* [SHORT PROBLEM A] Scale the part of the records that opens with the line containing "For inventory purposes, determine whether the framed" and closes with the line containing "251;218;304;243", both lines included. Reproduce only those lines, requests included, and multiply every bounding-box coordinate in the answers by 2.45, rounding to whole numbers with halves rounded up. Leave the requests and their format samples unchanged.

* [SOURCE TEXT]
--- start ---

Advanced Topics

This guide covers advanced features and techniques for working with Ruleur, including salience, no-loop, tracing, and performance optimization.

Salience (Priority)

Salience determines the firing order of rules when multiple rules are eligible. Higher salience rules fire first.

Basic Salience

engine = Ruleur.define do
  rule 'low_priority', salience: 0 do
    conditions do
      all?(user(:logged_in?))
    end
    actions do
      set :priority, 'low'
    end
  end

  rule 'high_priority', salience: 100 do
    conditions do
      all?(user(:admin?))
    end
    actions do
      set :priority, 'high'
    end
  end
end

Execution order: high_priority (100) fires before low_priority (0).

Default Salience

Rules have salience 0 by default:

rule 'default_rule' do
  # Implicit salience: 0
end

Salience Ranges

Use consistent ranges for different priority levels:

# Critical business rules
rule 'payment_validation', salience: 1000 do
  # ...
end

# Important rules
rule 'permission_check', salience: 100 do
  # ...
end

# Normal rules
rule 'log_activity', salience: 10 do
  # ...
end

# Cleanup rules
rule 'set_defaults', salience: 0 do
  # ...

--- end ---

* [STORED DATA]
--- start ---

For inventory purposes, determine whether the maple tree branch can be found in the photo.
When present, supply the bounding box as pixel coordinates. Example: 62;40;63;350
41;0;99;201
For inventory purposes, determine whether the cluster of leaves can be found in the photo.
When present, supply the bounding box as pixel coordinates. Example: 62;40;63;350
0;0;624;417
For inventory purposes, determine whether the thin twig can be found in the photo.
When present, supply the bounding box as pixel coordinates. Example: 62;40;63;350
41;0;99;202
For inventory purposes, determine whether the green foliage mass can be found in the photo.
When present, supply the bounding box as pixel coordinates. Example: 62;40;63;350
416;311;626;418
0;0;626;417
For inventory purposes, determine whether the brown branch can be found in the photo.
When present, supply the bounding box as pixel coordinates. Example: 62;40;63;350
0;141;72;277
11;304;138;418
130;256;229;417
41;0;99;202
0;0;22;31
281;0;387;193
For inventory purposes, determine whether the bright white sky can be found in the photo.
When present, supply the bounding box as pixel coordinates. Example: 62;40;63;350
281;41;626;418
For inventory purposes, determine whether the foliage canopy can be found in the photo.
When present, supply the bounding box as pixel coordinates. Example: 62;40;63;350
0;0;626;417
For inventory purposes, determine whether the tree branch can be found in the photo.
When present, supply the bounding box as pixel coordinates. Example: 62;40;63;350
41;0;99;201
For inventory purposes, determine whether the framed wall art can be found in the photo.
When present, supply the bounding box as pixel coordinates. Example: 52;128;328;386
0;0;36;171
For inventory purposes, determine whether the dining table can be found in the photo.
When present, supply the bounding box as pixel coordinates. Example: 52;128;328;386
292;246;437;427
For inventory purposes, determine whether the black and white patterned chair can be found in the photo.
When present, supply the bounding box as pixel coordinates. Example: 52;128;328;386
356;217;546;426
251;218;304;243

--- end ---
--- start ---

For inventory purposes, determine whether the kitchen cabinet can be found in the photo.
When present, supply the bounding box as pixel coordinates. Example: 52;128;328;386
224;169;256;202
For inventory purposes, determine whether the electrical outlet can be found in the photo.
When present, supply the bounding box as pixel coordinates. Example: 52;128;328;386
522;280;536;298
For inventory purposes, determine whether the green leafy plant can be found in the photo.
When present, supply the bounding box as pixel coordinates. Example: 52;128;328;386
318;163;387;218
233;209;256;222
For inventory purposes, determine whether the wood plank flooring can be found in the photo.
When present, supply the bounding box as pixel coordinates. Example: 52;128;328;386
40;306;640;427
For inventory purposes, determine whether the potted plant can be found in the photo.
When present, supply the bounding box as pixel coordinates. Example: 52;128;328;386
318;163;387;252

--- end ---

* [SHORT PROBLEM B] Restate the Ruleur advanced topics guide above word for word, in full.

* [REPLY A]
For inventory purposes, determine whether the framed wall art can be found in the photo.
When present, supply the bounding box as pixel coordinates. Example: 52;128;328;386
0;0;88;419
For inventory purposes, determine whether the dining table can be found in the photo.
When present, supply the bounding box as pixel coordinates. Example: 52;128;328;386
715;603;1071;1046
For inventory purposes, determine whether the black and white patterned chair can be found in the photo.
When present, supply the bounding box as pixel coordinates. Example: 52;128;328;386
872;532;1338;1044
615;534;745;595

* [REPLY B]
Advanced Topics

This guide covers advanced features and techniques for working with Ruleur, including salience, no-loop, tracing, and performance optimization.

Salience (Priority)

Salience determines the firing order of rules when multiple rules are eligible. Higher salience rules fire first.

Basic Salience

engine = Ruleur.define do
  rule 'low_priority', salience: 0 do
    conditions do
      all?(user(:logged_in?))
    end
    actions do
      set :priority, 'low'
    end
  end

  rule 'high_priority', salience: 100 do
    conditions do
      all?(user(:admin?))
    end
    actions do
      set :priority, 'high'
    end
  end
end

Execution order: high_priority (100) fires before low_priority (0).

Default Salience

Rules have salience 0 by default:

rule 'default_rule' do
  # Implicit salience: 0
end

Salience Ranges

Use consistent ranges for different priority levels:

# Critical business rules
rule 'payment_validation', salience: 1000 do
  # ...
end

# Important rules
rule 'permission_check', salience: 100 do
  # ...
end

# Normal rules
rule 'log_activity', salience: 10 do
  # ...
end

# Cleanup rules
rule 'set_defaults', salience: 0 do
  # ...